WORK INSTRUCTIONS:
Please give, word for word, the line containing "Target: jako logo on shirt" and every line that comes after it in the data below.

DATA:
_ _ _ _ _ _ _
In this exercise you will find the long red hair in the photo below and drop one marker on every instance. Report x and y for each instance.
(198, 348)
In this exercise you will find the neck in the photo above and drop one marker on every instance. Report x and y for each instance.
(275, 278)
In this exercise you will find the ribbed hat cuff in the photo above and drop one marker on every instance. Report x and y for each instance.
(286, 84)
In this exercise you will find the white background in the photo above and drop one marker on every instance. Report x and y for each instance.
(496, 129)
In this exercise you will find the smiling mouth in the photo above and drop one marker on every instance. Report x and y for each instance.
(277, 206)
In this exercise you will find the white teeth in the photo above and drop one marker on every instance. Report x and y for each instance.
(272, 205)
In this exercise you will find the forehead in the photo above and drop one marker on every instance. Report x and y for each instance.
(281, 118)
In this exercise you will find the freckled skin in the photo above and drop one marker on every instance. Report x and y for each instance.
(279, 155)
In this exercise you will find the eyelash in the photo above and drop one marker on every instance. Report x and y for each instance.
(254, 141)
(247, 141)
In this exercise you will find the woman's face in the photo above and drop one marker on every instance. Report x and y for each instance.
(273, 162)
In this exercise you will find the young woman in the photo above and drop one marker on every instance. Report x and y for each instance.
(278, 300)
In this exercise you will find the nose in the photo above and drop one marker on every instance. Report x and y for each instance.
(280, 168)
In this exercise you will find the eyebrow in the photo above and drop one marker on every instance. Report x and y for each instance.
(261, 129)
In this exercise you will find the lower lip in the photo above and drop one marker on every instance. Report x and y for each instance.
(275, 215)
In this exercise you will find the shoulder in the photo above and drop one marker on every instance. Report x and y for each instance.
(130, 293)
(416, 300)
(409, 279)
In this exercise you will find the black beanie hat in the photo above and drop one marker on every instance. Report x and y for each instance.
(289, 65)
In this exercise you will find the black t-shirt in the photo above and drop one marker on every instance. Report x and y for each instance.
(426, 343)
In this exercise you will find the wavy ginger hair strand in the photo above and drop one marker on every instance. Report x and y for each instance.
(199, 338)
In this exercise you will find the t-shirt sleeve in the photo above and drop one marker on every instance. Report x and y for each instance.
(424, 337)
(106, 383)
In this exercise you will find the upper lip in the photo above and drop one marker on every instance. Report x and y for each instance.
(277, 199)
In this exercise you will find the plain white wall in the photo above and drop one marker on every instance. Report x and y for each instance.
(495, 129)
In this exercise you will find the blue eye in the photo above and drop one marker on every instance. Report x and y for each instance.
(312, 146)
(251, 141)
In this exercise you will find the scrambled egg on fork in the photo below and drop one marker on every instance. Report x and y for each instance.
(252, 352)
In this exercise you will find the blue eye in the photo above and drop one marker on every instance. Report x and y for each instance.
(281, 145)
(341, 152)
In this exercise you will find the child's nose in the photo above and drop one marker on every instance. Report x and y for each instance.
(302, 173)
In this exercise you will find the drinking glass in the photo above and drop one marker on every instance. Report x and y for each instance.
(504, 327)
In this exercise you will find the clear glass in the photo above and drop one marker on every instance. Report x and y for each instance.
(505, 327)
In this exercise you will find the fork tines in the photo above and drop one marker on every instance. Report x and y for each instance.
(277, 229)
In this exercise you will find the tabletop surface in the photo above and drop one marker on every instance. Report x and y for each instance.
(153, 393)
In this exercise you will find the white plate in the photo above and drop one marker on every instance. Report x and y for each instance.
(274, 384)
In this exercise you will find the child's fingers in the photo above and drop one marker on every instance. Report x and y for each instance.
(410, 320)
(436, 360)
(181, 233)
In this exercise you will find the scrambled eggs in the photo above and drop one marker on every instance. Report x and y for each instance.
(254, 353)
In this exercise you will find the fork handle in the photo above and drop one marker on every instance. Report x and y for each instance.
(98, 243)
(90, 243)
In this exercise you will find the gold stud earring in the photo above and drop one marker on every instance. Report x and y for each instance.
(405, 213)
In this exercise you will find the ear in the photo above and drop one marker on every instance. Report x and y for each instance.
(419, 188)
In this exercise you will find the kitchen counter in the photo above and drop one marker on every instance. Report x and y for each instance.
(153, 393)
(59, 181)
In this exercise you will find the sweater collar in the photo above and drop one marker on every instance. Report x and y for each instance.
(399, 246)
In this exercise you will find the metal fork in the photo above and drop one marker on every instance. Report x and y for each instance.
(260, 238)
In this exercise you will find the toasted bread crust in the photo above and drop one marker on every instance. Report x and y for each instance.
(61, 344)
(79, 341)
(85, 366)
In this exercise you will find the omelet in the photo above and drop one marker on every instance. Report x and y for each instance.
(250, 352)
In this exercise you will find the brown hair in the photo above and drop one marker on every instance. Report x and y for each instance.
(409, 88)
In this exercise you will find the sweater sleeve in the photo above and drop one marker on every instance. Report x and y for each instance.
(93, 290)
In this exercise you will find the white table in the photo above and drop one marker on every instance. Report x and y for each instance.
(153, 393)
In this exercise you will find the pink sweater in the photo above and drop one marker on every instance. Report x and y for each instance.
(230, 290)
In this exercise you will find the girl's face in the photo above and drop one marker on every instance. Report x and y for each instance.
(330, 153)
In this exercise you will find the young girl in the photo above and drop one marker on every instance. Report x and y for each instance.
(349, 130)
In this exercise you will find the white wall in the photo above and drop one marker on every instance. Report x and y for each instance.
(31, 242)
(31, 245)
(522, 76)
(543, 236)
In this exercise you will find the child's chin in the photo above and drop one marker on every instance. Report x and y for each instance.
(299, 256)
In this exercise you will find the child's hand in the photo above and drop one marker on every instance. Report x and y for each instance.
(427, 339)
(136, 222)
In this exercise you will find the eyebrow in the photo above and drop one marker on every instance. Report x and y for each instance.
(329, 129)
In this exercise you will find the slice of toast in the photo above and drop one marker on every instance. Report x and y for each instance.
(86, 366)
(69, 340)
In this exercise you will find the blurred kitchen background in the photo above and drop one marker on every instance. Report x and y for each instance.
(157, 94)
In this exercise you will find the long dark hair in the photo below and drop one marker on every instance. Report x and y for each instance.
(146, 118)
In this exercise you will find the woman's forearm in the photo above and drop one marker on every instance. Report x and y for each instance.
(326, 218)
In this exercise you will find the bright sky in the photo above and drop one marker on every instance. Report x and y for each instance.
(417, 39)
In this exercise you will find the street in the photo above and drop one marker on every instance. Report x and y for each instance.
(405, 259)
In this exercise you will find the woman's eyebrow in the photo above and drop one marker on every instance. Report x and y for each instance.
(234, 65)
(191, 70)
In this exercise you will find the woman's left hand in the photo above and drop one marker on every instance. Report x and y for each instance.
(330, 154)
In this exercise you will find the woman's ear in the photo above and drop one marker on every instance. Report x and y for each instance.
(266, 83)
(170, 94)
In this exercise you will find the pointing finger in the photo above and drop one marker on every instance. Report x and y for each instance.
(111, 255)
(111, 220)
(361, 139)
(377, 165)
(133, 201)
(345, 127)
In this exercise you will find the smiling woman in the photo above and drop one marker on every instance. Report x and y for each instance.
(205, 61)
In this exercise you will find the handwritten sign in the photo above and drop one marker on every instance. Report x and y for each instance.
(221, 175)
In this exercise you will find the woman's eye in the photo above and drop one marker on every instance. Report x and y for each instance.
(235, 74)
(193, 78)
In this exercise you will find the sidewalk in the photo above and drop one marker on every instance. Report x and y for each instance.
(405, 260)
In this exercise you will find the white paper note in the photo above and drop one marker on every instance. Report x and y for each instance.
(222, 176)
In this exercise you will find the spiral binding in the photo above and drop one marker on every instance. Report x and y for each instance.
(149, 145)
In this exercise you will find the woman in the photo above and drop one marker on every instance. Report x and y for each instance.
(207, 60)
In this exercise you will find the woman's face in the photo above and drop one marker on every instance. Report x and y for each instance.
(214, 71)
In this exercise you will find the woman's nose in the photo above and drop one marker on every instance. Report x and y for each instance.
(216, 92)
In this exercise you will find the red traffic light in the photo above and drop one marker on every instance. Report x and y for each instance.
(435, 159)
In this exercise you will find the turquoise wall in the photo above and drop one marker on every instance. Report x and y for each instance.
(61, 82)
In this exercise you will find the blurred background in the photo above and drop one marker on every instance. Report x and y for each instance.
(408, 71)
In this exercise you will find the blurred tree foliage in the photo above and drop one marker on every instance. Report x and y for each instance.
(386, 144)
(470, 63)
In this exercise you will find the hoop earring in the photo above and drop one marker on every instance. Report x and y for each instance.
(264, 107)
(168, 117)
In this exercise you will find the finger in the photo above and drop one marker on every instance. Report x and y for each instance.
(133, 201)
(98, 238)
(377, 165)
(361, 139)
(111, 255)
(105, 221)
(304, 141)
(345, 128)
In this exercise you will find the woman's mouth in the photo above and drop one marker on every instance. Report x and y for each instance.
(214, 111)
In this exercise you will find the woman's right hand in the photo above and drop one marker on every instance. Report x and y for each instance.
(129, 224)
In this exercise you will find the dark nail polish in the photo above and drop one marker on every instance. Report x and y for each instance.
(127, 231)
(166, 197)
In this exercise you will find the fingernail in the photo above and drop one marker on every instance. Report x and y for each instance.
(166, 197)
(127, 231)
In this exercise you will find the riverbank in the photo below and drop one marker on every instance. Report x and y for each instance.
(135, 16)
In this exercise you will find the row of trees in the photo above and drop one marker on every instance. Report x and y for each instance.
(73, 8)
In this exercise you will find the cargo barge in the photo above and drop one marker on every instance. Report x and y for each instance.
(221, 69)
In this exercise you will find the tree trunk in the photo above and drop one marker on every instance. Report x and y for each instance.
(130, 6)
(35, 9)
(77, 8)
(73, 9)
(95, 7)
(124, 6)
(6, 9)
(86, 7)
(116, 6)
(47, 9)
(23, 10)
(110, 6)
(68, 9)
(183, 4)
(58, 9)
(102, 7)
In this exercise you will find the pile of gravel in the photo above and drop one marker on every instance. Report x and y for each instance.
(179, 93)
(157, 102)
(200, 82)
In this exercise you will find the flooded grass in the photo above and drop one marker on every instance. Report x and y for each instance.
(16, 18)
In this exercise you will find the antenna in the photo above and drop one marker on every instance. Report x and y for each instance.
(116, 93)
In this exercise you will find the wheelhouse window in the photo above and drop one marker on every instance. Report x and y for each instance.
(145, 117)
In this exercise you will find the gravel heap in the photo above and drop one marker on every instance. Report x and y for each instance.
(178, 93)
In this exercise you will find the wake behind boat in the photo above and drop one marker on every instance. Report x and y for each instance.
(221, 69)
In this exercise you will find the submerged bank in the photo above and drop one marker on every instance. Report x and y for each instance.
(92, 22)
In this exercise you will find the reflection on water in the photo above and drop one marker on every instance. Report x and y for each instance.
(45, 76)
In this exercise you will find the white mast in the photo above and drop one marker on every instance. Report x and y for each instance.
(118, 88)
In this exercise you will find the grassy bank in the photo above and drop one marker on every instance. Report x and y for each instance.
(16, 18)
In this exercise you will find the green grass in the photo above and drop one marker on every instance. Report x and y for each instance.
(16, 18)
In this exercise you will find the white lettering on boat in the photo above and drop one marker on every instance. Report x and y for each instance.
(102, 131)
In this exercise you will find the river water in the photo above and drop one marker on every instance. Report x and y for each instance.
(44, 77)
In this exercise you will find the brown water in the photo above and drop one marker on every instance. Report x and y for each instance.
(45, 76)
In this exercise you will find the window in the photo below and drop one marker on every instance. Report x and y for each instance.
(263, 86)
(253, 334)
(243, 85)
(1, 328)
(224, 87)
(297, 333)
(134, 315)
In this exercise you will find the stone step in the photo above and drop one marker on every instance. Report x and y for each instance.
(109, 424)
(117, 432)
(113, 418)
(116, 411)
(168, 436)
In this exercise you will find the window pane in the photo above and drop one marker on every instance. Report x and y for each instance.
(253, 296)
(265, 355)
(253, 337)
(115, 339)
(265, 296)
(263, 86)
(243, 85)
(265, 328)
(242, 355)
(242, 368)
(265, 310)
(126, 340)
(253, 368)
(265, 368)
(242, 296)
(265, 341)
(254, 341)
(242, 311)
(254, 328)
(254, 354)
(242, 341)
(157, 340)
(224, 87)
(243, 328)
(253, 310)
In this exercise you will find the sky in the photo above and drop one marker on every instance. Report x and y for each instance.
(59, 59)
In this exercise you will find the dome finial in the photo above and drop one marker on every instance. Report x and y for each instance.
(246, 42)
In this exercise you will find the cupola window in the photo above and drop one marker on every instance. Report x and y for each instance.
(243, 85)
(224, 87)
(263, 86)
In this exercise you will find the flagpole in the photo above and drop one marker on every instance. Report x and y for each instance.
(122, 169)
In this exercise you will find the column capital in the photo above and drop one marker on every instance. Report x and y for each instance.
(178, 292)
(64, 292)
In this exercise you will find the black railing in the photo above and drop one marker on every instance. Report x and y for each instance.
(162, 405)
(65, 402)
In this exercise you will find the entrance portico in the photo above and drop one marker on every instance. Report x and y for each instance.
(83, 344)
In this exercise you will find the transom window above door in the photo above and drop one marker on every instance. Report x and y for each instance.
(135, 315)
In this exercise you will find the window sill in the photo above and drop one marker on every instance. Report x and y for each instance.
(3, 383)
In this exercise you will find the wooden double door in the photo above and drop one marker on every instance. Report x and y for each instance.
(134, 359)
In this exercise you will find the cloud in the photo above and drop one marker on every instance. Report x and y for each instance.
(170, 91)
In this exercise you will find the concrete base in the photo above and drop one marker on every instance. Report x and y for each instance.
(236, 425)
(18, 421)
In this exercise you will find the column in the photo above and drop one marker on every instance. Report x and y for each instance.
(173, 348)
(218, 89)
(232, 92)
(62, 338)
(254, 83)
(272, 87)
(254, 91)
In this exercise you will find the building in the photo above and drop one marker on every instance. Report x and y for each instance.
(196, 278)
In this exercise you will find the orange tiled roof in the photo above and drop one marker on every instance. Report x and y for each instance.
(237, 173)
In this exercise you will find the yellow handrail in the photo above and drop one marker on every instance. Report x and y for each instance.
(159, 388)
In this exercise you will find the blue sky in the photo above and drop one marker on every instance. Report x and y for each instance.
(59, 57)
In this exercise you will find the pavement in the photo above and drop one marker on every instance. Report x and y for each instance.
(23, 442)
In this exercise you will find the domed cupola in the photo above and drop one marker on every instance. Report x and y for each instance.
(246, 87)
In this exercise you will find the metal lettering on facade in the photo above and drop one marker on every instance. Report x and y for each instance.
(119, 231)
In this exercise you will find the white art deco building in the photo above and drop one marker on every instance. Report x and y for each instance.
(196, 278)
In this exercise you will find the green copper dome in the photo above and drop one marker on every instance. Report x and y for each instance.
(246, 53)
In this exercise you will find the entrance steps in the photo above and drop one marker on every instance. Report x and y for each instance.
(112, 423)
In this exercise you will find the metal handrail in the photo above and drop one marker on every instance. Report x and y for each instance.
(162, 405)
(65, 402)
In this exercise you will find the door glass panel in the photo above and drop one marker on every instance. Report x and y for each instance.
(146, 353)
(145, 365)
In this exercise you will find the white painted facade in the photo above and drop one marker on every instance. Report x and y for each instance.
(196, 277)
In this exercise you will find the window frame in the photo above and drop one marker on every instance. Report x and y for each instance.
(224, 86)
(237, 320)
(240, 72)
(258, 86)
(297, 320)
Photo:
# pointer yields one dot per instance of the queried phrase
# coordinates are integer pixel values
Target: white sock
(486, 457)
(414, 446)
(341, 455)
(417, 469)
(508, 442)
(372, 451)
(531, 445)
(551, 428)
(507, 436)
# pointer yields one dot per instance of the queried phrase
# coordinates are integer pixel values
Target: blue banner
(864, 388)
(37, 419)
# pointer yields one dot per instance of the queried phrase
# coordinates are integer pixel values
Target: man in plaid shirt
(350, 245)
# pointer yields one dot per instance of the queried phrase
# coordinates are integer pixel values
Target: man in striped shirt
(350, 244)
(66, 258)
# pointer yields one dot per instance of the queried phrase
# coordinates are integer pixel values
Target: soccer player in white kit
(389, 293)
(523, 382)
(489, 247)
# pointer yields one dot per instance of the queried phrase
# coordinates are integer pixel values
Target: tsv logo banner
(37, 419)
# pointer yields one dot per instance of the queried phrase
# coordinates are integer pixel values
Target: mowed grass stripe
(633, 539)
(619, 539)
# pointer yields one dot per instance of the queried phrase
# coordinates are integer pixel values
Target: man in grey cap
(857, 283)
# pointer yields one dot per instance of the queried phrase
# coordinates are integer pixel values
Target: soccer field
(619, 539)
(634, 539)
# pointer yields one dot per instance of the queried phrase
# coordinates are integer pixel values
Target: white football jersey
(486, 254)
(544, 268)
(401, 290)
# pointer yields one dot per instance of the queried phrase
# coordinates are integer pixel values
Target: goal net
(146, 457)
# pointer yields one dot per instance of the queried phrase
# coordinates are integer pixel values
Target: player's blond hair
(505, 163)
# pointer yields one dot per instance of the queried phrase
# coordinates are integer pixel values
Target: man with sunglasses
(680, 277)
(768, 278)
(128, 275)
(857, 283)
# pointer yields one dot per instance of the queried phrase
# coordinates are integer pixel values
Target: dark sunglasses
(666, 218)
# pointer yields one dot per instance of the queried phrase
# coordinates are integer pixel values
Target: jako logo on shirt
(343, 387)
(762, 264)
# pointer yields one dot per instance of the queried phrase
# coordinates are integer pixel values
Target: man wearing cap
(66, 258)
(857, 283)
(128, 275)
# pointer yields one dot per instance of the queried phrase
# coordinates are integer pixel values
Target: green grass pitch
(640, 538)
_ _ _ _ _ _ _
SOLUTION:
Target: jako logo on shirt
(343, 387)
(762, 264)
# pointer yields one dot per instance of the queried phrase
# coordinates are integer pixel values
Target: man wearing cap
(66, 258)
(857, 283)
(128, 275)
# pointer yields one dot per instance of the queried phrase
# coordinates are integer pixel values
Target: green grass pitch
(640, 538)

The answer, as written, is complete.